■ Document section:
----------
A. If your problem with a bad sparkplug keeps happening on the a particular cylinder, the technician should concentrate on that area rather than take a shotgun approach and hope to hit the problem. If a single sparkplug goes bad before the rest, it could be fouling out because of too much fuel (faulty injector system) or oil fouling because of a bad valve stem seal or leaking piston ring. It could also be overheating because of a localized vacuum leak - maybe a cracked vacuum hose or leaking gasket. Troubleshooting is about 80 percent observation and 20 percent perspiration.
Q. What can I do about a 1995 Dodge Caravan SE that bottoms out when heavy passengers ride in the second seat? Two years ago I drove 125 miles with such a heavy load it bottomed out at the slightest bump. Some people I've talked to say that I should put heavy-duty shock absorbers on but my limited knowledge says that shocks only keep the vehicle from bouncing. The local Chrysler dealer tells me that there are no overload or heavy-duty springs for this model. A local tire dealer says that I should add a leaf to the springs.
A. Heavy duty shocks would no doubt help since they offer increased resistance to compression and would slow down your van's bump reaction. A more upscale approach to improved shock absorber action would be to install shocks that have an air chamber built into them. To increase the load capacity, the operator applies air pressure to a remote Schrader air valve that the mechanic has installed near the back bumper. Another option is shocks that have an auxiliary "overload" coil spring wrapped around them. These aren't readily available for all vehicles so you'll have to shop around at independent parts stores or at RV supply shops. Installing an extra spring leaf to each side would be my last choice.
Q. I let a friend borrow my 1971 Toyota Corona and she drove it without oil. When I had it towed back to my house, I found that the oil filter was loose. She swears that no one messed with the engine. I've owned it for over three years and never had a problem like that. How would it come loose? Since then I've given it a tune-up but the motor sounds like it's scraping against something. I think I need to replace it but what size motor can I put in it? Right now it has an 8RC. What does that mean? I've seen an older Toyota with an 3RC engine in it.
A. The only time I've seen oil filters come off was when they were built wrong and the incorrect thread in the hole shook loose. There are places that supply used engines from Japan but they tell me that the 8RC is too old to be available. Installing a later model Toyota engine would require another transmission and lots of underhood modifications. Your best bet is to rebuild what you have if you want to keep the car.
----------
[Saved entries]
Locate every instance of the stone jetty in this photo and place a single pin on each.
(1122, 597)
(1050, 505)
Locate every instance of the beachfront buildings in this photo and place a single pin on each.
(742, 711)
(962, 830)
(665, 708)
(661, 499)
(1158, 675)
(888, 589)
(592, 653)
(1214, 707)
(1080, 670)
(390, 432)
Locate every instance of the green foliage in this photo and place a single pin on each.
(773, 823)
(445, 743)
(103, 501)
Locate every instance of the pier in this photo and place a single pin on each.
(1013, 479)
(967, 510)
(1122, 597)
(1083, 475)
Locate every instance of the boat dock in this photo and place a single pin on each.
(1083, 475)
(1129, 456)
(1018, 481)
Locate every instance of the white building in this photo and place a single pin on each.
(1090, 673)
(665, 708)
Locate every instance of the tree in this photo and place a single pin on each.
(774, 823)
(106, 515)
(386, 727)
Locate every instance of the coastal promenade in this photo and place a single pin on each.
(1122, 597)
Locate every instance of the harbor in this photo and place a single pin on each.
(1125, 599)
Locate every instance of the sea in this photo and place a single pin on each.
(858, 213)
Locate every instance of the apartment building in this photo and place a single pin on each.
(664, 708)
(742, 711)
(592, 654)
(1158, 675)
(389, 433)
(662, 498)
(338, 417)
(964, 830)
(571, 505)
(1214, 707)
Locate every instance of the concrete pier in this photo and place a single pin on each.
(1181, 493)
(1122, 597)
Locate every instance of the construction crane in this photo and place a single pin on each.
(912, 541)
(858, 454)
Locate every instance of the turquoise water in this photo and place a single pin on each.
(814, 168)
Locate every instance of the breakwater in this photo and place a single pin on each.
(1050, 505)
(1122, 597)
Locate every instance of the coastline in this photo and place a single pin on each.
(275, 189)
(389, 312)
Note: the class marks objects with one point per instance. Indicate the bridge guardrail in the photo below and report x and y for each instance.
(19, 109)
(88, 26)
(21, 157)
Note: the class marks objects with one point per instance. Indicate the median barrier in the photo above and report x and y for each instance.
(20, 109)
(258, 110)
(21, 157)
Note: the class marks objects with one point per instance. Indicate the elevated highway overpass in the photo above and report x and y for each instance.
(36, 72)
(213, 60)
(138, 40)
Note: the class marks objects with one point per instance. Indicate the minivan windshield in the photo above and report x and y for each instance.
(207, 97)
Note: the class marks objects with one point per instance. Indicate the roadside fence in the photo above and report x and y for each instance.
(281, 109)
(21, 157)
----------
■ Exercise objective:
In the car repair Q&A, how much of troubleshooting is said to be observation? You can ignore the items here.

■ Output below:
About 80 percent.